El presidente Ernesto Zedillo afirmó el pasado miércoles durante su visita a Canadá que la crisis económica de diciembre de 1994 costó al país 70 mil millones de dólares sobre una base anualizada. Esto es, entre el 20 y el 25 por ciento del PIB nacional. Asumió la responsabilidad de todas las decisiones tomadas desde el 1 de diciembre de 1994 pero omitió cualquier referencia acerca de las causas y de los responsables de la crisis; sobre todo al fenómeno que es causa eficiente de todas las demás: el alejamiento total entre la política mexicana y la ética.
La ética es la asignatura pendiente de la actitud política y de los hombres públicos de nuestro país. Todos soportamos y lamentamos las innumerables crisis, derrotas, desastres, crímenes y abusos que ha padecido la nación y que parecen no tener fin. Pero nos es difícil aceptar su origen, lo atribuimos a errores de los gobernantes, a las coyunturas internacionales o a la fuerza del destino. No aceptamos que la evidente decadencia de la vida mexicana se debe a la contradicción sistemática entre las conductas que forman la trama de la vida pública y los principios que proclamamos sustentar. Se debe a una cultura en la que se antepone el más crudo interés personal y de grupo sobre todos los demás intereses por altos y comunes que estos sean. La exaltación del narcisismo político, de la vocación fáustica por el poder y el dinero a costa de lo que sea, del partido al que se pertenezca, de la certeza y seguridad jurídica que se violan cuantas veces se necesita para alcanzar los fines propios en desdoro del interés de la nación, del bienestar económico de los mexicanos y de todo aquello que nos hace sobrevivir en un destino colectivo. El paradigma de esa visión amoral y rapaz de la política fue el salinismo, que no contaminó sólo a los políticos sino a gran parte de las élites.
────────
> Ejercicio:
Reproduce sin cambios el pasaje del fragmento que va desde "El presidente Ernesto" hasta "y la ética.".

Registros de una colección
────────
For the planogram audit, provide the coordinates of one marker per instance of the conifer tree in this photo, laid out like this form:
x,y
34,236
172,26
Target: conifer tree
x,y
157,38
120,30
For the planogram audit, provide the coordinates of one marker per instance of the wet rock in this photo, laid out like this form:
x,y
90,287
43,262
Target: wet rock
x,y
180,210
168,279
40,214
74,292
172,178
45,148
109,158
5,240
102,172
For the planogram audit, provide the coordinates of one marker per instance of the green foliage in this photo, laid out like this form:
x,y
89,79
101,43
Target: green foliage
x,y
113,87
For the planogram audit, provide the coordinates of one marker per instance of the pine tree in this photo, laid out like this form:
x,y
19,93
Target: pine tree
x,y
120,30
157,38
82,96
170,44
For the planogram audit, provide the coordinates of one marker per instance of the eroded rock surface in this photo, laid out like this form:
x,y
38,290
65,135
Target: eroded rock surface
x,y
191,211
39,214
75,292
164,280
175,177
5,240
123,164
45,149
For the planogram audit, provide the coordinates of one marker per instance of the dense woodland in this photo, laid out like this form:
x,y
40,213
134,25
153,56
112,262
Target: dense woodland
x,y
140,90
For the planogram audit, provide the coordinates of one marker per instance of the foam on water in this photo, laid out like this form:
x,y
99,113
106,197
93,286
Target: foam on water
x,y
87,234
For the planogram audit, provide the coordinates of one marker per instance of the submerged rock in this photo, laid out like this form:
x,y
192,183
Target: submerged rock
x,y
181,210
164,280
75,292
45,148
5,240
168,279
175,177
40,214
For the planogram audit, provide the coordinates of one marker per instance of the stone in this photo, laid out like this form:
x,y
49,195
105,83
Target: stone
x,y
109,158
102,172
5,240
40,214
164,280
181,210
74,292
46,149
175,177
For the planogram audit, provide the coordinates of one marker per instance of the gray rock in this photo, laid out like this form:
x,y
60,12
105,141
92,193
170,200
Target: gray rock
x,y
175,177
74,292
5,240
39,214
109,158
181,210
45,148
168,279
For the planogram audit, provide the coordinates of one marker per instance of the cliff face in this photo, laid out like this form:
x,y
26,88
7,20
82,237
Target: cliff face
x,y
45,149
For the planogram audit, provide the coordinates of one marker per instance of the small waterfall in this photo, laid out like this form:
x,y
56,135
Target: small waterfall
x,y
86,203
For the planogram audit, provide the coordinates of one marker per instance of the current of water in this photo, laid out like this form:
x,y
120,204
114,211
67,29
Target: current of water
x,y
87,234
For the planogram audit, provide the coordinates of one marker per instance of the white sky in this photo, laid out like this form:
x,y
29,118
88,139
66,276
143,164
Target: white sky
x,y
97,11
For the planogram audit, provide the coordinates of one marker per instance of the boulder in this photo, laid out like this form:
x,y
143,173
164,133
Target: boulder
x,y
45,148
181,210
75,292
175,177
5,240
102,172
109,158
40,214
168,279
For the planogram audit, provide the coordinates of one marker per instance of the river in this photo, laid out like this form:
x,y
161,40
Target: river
────────
> Espacio de respuesta:
El presidente Ernesto Zedillo afirmó el pasado miércoles durante su visita a Canadá que la crisis económica de diciembre de 1994 costó al país 70 mil millones de dólares sobre una base anualizada. Esto es, entre el 20 y el 25 por ciento del PIB nacional. Asumió la responsabilidad de todas las decisiones tomadas desde el 1 de diciembre de 1994 pero omitió cualquier referencia acerca de las causas y de los responsables de la crisis; sobre todo al fenómeno que es causa eficiente de todas las demás: el alejamiento total entre la política mexicana y la ética.